Description of the task> Beginning at the line containing "Target: road", print every line until the records end, keeping each exactly as it is.
[Input data Boundary: Start]
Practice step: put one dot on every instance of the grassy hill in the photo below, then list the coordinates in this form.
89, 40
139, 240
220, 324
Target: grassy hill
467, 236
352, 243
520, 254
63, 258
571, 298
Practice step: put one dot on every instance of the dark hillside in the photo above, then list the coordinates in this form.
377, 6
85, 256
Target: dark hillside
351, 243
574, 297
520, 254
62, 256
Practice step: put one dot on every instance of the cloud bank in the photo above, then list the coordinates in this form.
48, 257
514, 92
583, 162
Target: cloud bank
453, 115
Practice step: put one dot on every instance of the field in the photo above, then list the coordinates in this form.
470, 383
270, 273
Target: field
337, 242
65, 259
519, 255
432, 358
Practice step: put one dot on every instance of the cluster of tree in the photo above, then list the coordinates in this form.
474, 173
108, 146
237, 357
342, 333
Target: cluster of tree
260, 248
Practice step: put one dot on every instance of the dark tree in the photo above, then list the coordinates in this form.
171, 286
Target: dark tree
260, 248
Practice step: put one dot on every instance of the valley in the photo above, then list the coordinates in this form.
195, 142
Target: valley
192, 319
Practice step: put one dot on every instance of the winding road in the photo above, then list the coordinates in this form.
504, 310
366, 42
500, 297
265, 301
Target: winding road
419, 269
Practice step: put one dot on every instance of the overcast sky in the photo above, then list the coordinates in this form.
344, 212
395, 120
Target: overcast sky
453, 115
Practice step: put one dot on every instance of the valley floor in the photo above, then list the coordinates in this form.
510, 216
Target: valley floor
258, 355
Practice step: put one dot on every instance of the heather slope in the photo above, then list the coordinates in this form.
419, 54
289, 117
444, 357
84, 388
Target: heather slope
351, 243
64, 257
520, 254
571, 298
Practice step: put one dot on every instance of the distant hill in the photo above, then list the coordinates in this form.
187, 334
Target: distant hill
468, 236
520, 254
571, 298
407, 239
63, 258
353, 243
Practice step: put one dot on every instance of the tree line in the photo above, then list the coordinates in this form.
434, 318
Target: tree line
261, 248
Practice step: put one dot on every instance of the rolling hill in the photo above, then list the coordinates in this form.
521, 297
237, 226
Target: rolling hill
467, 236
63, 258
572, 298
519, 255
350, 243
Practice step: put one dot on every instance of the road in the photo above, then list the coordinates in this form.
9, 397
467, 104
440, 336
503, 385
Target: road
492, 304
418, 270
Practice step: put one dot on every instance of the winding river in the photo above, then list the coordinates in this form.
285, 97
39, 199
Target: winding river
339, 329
[Input data Boundary: End]
Result below>
Target: road
492, 304
418, 270
Practice step: put one dot on every instance of the winding river in the photo above, then list the coordinates in this form.
285, 97
39, 199
Target: winding river
339, 329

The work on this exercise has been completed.